(Exercise requirements) Rewrite all of the material below with each "Reported" changed to "Answer" and everything else left unchanged. Leave the pictures out of your answer.

(Material provided)
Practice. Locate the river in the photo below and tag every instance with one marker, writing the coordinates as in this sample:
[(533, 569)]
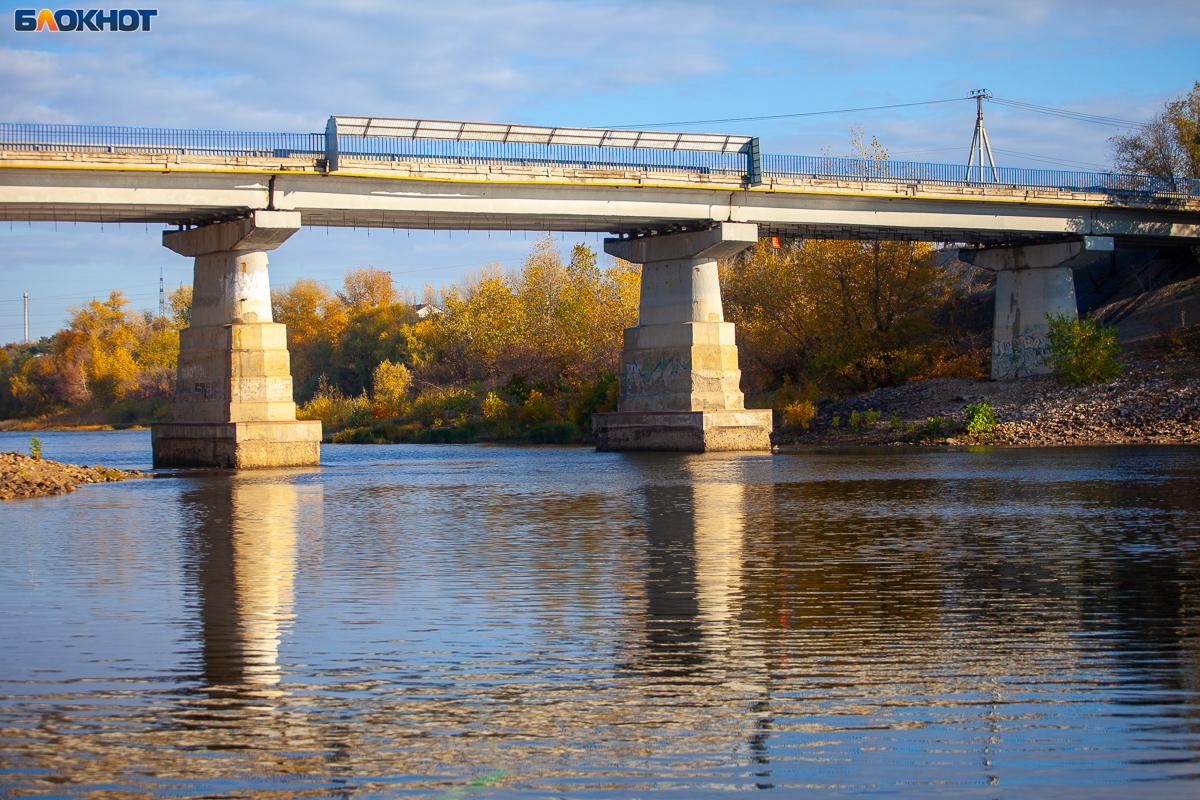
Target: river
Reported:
[(486, 621)]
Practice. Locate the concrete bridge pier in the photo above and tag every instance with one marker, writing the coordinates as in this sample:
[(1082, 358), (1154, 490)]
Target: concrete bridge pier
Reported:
[(679, 378), (1032, 282), (233, 397)]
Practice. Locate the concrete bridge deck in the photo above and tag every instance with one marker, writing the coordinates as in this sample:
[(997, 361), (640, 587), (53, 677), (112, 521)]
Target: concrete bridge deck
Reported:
[(42, 180)]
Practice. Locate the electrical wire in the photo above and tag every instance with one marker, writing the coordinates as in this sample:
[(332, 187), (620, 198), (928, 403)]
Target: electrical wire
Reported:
[(1051, 160), (1080, 116)]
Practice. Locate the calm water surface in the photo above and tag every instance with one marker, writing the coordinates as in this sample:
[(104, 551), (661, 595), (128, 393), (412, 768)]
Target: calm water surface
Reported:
[(473, 621)]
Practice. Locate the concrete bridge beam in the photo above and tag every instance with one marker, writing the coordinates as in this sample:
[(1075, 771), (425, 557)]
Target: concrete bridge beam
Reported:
[(1032, 283), (679, 379), (233, 395)]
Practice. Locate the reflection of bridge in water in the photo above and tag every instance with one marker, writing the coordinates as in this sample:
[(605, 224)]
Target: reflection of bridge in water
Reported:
[(677, 202), (714, 624)]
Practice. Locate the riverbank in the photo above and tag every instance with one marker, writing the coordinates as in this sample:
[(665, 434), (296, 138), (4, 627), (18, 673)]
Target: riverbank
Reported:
[(22, 476), (1155, 401)]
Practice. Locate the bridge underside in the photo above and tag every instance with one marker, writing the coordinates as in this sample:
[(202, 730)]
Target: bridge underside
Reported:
[(19, 214), (477, 200)]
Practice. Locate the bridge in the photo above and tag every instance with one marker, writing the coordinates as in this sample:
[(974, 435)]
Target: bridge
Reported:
[(675, 202)]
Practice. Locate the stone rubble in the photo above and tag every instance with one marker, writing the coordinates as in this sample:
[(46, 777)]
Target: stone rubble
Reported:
[(22, 476), (1155, 401)]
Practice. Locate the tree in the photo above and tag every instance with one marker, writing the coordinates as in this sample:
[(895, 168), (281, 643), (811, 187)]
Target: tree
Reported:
[(389, 390), (1168, 145)]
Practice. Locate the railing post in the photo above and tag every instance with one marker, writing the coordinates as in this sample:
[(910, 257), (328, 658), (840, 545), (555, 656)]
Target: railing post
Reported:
[(331, 145), (754, 162)]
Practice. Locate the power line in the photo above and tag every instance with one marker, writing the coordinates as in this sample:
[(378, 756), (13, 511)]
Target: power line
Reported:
[(1080, 116), (787, 116), (1051, 160)]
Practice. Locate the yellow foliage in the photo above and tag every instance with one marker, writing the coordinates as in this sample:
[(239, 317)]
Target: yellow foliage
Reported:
[(493, 407), (537, 408), (389, 389)]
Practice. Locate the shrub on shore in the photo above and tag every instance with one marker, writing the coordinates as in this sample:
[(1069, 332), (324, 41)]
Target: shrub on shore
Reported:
[(981, 419), (1083, 352)]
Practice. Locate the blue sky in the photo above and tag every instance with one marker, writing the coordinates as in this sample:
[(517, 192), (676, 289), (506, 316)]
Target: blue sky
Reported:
[(289, 65)]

(Full output)
Practice. Locate the river in the photo below and tag every instance with one marker, writing the coordinates as in this sample:
[(533, 569)]
Target: river
Answer:
[(486, 621)]
Practice. Locate the concrete bridge pier in the photo above and tag every instance with one marker, writing the coordinates as in this sample:
[(1082, 358), (1154, 490)]
Target: concrete bridge pier
Answer:
[(679, 378), (1032, 282), (233, 397)]
Practice. Locate the concrete bridge deck in the photo above and tag every instance with one marker, writing the coordinates as in this sample:
[(997, 361), (640, 587), (53, 677), (112, 521)]
Target: concrete bridge deck
Answer:
[(42, 180)]
Practice. Locate the electrical wire in the photo above and tag every instance with one marker, writing the coordinates as in this sample:
[(332, 187), (620, 198), (928, 403)]
Target: electrical wire
Answer:
[(1051, 160), (1080, 116)]
Practice. Locate the calm water surface in the photo above and tag every instance with one marker, writing the coordinates as in this sample:
[(104, 551), (661, 595), (128, 393), (412, 768)]
Target: calm water surface
Answer:
[(473, 621)]
Practice. Locate the concrete bridge beam in the photo above and tag every instance with one marker, writing the coordinates as in this sample:
[(1075, 771), (425, 557)]
Target: concrete bridge beam
Answer:
[(1032, 283), (679, 379), (233, 395)]
Practice. Locate the reflection of bridge in water in the photo above and tag every instance with one marker, writing the coordinates as in this sample:
[(605, 224)]
Target: reflection of bridge in water
Answer:
[(677, 202), (714, 624)]
Practice. Locate the riverbank in the photo above and tag every instance with one marker, writing the coordinates as in this sample:
[(665, 434), (296, 138), (4, 627), (18, 673)]
Target: riverbank
Answer:
[(22, 476), (1155, 401)]
Practice. Locate the bridge underside in the photo above and tag every instance with one marker, writing the coordinates as in this sample:
[(202, 730)]
Target: bridge underside
Answer:
[(19, 214), (477, 200)]
Practice. Locate the bridge in the photo above and tag every instance with one marker, writing the coordinates as in this sample:
[(974, 435)]
Target: bridge
Answer:
[(675, 202)]
Practice. Locate the stone rubble in the photo above and tag every instance with one marker, writing the coordinates as in this sample:
[(46, 777)]
Target: stone rubble
Answer:
[(22, 476), (1155, 401)]
Practice. Locate the tree in the photo above and tag every instance with one marker, writing the coordinates as in this sample:
[(895, 168), (281, 643), (811, 187)]
Target: tree
Answer:
[(389, 390), (1168, 145)]
Practice. Locate the railing post in the photo above and tag every instance with one marker, writing the coordinates as in this sample:
[(910, 257), (328, 658), (840, 545), (555, 656)]
Target: railing post
Answer:
[(331, 145), (754, 162)]
Practice. Locate the power line in the photo above and tag every instance with one marker, writing the coordinates as in this sample:
[(378, 756), (13, 511)]
Target: power line
Answer:
[(1080, 116), (787, 116), (1051, 160)]
Practice. Locate the yellow foliage in the photo above and tag every instance with one marker, writing the coordinates as in this sample:
[(239, 317)]
Target: yellow foliage
Answer:
[(493, 407), (537, 408), (389, 389)]
Practice. Locate the shrub on shore in the photo above and tag every instance with one marker, writing the coordinates as in this sample:
[(1069, 332), (324, 41)]
Target: shrub on shore
Answer:
[(981, 419), (1083, 352)]
Practice. Locate the blue sky in the photo above and tag every instance with one marker, writing the coordinates as in this sample:
[(517, 192), (676, 289), (506, 316)]
Target: blue sky
Answer:
[(289, 65)]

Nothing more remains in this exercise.